- _TRAVAIL DEMANDÉ 1_
Relevez chaque ligne des entrées où figure le mot « white ». Tenez compte de la casse.

-------- TEXTE CITÉ

1780, n°248, 4 septembre, Arts, Aux auteurs du journal,

Messieurs,

Après vous avoir écrit ma lette de remerciement, j’ai lu dans votre Feuille du 19 de ce mois, une réponse à ma première ; on n’y moque, ce me semble, un peu de moi sur le terme de blanchiment. Le mot de blanchissage m’était bien venu à l’idée, mais je n’ai pas osé m’en servir ; au reste je passe condamnation. J’avais d’abord envie de répondre d’après moi-même : par réflexion, n’étant point foncier dans ces matières, j’ai craint de lâcher quelques sottises. J’ai donc pris le parti, sans avertir mes enfants de ce qui se passe dans votre Journal, de remettre l’affaire sur le tapis. C’est leur conversation et la mienne que je vous adresse en réponse.

----------------
-------- ENTRÉES DE DONNÉES

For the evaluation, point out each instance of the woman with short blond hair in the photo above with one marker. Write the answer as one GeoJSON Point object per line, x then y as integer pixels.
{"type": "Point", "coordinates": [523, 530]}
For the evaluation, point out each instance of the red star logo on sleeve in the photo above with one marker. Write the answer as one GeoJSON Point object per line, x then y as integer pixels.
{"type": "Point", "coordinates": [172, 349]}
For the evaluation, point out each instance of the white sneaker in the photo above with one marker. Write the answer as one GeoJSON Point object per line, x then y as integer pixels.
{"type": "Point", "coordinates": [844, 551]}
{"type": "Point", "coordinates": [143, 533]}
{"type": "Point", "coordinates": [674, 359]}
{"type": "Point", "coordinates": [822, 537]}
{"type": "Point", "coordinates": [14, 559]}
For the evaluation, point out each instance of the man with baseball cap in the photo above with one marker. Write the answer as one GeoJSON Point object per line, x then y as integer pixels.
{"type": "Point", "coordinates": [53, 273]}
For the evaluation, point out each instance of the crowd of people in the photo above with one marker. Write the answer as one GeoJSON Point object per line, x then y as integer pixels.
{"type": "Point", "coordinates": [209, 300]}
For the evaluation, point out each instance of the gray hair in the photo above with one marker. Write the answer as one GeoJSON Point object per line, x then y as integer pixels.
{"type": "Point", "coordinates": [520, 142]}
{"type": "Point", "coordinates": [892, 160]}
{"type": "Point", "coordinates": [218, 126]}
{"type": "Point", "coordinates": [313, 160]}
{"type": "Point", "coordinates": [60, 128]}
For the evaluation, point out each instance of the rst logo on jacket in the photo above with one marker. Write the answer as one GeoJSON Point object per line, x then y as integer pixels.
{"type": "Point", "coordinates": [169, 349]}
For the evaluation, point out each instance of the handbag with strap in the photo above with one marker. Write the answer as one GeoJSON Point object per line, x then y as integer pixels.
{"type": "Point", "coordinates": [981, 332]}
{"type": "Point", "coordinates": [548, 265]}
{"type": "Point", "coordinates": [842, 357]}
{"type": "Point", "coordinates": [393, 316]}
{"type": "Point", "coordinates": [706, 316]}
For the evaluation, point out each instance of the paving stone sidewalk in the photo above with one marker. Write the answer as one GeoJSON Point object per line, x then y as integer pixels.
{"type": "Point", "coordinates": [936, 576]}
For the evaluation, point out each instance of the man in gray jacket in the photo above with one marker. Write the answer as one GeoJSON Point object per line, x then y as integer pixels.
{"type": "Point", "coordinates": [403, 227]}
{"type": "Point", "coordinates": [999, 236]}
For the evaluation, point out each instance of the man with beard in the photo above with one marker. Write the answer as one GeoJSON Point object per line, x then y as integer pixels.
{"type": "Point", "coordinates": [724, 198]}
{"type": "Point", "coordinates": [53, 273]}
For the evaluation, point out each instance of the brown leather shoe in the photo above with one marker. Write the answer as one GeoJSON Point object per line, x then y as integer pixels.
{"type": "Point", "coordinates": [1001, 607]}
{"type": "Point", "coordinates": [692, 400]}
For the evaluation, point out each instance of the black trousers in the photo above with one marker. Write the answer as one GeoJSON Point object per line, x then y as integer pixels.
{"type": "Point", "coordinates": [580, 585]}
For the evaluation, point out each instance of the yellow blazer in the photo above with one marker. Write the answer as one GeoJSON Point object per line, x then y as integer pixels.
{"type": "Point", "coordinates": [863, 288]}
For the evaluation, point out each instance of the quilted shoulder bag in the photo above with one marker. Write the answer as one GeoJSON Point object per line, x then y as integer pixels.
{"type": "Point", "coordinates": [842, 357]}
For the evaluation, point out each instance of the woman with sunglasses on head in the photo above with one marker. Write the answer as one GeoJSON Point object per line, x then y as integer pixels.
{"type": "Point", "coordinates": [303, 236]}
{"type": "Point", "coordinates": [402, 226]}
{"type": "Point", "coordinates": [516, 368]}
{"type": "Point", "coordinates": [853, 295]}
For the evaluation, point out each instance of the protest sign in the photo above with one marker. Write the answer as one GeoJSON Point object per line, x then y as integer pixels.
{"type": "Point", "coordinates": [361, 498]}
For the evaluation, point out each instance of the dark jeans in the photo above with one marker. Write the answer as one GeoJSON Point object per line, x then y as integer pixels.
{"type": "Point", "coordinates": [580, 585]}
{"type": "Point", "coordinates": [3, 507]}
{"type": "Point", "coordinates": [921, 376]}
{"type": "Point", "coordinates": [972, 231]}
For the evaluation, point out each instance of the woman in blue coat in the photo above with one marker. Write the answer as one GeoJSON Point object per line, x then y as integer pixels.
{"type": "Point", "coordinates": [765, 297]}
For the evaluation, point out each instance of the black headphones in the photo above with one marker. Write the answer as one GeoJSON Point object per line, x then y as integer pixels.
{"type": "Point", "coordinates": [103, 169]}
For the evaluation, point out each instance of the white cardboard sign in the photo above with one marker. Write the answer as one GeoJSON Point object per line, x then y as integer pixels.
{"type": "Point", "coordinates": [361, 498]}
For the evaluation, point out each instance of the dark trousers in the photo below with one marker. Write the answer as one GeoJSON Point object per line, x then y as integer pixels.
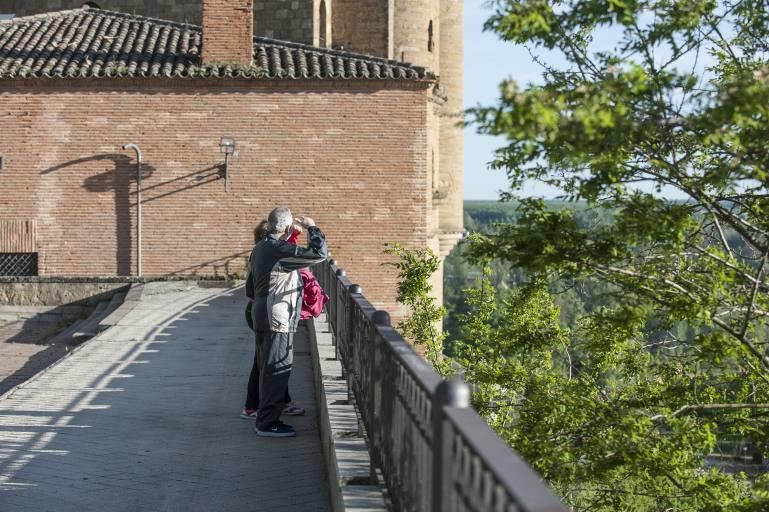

----------------

- _TRAVAIL DEMANDÉ 2_
Traduisez en anglais cette phrase de la lettre : « C’est leur conversation et la mienne que je vous adresse en réponse. »

- _RÉPONSE 1_
For the evaluation, point out each instance of the white sneaker in the photo above with one marker. Write the answer as one GeoJSON Point object per line, x then y as integer pixels.
For the evaluation, point out each instance of the white cardboard sign in the photo above with one marker. Write the answer as one GeoJSON Point object per line, x then y as integer pixels.

- _RÉPONSE 2_
It is their conversation and mine that I am sending you in reply.